● DATASET EXTRACT
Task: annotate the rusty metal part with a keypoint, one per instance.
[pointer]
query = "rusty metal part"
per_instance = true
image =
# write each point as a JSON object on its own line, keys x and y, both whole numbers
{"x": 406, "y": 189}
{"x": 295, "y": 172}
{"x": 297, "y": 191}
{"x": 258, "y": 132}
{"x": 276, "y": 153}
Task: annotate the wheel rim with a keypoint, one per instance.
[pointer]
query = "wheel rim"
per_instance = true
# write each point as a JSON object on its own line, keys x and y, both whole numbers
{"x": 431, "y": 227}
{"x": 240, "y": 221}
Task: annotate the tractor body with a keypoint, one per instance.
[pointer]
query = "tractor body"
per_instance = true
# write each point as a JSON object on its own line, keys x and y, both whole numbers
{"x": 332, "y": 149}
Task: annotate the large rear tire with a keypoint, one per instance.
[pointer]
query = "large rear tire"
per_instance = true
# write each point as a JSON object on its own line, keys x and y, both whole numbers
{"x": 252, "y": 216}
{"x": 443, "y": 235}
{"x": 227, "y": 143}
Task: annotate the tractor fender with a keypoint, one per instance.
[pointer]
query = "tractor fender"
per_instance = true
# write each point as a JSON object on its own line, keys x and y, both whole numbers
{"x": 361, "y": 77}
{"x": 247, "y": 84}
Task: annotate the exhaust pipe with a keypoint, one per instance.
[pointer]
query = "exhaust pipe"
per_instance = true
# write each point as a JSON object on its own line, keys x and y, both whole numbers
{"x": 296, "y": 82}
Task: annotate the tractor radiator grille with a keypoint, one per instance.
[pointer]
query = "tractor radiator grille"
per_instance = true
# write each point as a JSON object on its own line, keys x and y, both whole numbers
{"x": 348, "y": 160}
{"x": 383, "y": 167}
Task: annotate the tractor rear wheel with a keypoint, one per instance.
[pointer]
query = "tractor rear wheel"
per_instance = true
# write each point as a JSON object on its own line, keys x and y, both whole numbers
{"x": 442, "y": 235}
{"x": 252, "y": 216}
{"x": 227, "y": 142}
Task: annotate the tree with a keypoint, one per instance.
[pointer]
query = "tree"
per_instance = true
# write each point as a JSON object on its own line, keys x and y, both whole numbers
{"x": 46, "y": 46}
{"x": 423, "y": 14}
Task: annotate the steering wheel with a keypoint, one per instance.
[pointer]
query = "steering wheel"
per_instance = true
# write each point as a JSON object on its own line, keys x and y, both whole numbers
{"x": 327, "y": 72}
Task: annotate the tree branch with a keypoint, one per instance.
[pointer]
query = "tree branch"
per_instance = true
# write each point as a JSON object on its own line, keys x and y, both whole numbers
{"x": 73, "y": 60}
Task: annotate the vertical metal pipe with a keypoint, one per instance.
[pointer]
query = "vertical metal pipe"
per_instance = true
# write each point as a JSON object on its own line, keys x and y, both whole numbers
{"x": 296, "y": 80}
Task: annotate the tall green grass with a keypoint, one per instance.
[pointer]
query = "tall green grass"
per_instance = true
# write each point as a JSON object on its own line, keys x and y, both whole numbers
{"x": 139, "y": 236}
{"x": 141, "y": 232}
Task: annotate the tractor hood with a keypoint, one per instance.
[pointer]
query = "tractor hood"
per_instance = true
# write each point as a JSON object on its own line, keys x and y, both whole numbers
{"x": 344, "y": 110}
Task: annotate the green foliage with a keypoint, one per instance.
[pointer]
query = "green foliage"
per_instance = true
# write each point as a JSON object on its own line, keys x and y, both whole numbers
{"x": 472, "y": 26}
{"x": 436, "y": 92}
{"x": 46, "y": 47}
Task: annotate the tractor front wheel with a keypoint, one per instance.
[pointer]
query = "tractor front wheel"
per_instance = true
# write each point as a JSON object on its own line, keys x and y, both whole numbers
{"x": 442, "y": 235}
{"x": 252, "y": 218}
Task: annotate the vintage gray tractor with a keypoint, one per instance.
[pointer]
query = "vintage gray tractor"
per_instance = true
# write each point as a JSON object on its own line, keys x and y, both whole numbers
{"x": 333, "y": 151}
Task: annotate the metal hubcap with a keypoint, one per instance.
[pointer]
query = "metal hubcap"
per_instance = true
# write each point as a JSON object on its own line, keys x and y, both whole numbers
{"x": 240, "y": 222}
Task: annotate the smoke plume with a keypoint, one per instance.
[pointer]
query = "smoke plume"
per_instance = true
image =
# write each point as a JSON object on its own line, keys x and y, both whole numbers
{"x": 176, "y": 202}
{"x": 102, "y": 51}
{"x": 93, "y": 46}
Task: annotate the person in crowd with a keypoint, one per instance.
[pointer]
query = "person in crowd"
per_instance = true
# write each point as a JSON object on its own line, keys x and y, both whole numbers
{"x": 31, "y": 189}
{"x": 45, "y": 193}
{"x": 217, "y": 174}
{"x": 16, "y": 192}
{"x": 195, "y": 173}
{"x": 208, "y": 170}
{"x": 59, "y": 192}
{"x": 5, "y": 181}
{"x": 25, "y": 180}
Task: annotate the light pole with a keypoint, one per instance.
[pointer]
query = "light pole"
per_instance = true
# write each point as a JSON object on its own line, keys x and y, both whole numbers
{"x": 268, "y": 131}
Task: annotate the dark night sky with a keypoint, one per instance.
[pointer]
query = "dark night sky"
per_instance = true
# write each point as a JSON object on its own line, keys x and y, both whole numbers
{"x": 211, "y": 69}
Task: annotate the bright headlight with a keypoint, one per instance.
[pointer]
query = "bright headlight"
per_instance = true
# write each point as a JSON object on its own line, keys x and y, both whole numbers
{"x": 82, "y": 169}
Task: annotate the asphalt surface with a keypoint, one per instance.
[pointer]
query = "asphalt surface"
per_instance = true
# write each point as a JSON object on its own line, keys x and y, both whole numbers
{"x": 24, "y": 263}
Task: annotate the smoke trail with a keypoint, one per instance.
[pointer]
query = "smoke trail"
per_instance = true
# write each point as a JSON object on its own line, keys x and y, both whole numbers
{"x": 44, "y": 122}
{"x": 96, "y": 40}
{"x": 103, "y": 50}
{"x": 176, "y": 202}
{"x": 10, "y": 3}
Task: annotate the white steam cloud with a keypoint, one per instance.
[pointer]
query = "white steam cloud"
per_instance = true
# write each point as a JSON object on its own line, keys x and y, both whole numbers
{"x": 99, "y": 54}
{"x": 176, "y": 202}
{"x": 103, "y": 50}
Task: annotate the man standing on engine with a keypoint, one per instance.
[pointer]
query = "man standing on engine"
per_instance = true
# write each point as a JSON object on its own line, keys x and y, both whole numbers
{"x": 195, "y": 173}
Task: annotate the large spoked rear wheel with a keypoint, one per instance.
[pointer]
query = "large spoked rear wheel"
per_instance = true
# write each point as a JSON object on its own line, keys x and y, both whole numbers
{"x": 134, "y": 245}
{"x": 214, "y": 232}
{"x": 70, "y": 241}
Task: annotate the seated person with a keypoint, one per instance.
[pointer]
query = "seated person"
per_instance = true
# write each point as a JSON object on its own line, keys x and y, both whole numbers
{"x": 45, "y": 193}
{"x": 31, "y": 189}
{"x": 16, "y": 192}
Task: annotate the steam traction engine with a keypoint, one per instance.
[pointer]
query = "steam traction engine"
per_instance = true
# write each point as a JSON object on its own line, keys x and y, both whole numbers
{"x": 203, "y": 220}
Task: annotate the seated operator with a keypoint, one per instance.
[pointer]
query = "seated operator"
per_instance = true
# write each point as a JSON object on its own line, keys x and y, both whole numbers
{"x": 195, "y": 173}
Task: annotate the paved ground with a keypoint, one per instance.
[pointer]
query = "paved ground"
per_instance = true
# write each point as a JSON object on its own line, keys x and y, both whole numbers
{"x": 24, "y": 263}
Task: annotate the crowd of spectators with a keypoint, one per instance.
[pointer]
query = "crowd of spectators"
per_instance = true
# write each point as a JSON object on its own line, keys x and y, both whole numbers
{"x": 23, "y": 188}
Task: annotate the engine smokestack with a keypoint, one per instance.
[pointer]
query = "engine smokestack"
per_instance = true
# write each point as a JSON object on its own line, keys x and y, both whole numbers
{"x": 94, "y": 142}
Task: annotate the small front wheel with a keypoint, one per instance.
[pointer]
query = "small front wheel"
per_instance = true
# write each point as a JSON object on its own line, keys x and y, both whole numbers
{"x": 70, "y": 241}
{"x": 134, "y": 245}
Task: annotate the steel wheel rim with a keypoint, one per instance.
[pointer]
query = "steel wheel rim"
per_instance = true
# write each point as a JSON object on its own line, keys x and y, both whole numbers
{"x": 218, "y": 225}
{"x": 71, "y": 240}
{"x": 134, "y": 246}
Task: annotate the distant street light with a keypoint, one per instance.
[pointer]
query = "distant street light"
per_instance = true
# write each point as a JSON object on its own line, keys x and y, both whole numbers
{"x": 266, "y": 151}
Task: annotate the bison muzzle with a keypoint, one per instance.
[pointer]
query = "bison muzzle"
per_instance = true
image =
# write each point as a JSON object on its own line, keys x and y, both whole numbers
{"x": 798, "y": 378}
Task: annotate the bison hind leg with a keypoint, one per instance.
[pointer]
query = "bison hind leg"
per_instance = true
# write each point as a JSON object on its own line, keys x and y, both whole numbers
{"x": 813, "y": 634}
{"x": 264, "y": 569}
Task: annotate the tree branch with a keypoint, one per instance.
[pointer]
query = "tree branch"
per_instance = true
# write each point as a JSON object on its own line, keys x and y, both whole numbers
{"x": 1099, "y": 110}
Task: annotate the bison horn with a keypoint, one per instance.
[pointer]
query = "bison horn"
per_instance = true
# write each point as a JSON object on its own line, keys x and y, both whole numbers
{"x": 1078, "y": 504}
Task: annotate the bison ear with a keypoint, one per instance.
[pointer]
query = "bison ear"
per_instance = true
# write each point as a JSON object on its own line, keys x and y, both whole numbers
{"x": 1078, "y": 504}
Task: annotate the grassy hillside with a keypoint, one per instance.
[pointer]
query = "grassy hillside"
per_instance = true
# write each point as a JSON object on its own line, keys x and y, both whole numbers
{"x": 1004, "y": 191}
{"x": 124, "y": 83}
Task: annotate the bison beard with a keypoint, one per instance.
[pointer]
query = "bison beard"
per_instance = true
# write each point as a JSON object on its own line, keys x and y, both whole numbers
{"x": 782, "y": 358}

● PROBLEM
Quote exactly the line containing "Task: annotate the bison horn" and every later line through the end of the listing, and no other lines.

● EXPECTED OUTPUT
Task: annotate the bison horn with a keypoint, one per instance.
[pointer]
query = "bison horn"
per_instance = true
# write each point as a JSON object on its own line, keys x and y, both whole numbers
{"x": 1078, "y": 504}
Task: annotate the bison ear with a keypoint, one per instance.
[pointer]
query = "bison ear"
per_instance = true
# write each point as a JSON object on its own line, keys x and y, both whole numbers
{"x": 1078, "y": 504}
Task: annotate the grassy hillside with a keypoint, one per instance.
[pointer]
query = "grassy hillside"
per_instance = true
# write each point as a JSON object on its own line, keys x and y, both whole numbers
{"x": 1004, "y": 191}
{"x": 124, "y": 83}
Task: annotate the bison beard with a keypoint, one per instance.
[pointer]
query = "bison beard"
per_instance = true
# write each point as a JSON object on its own line, keys x and y, both whole numbers
{"x": 782, "y": 358}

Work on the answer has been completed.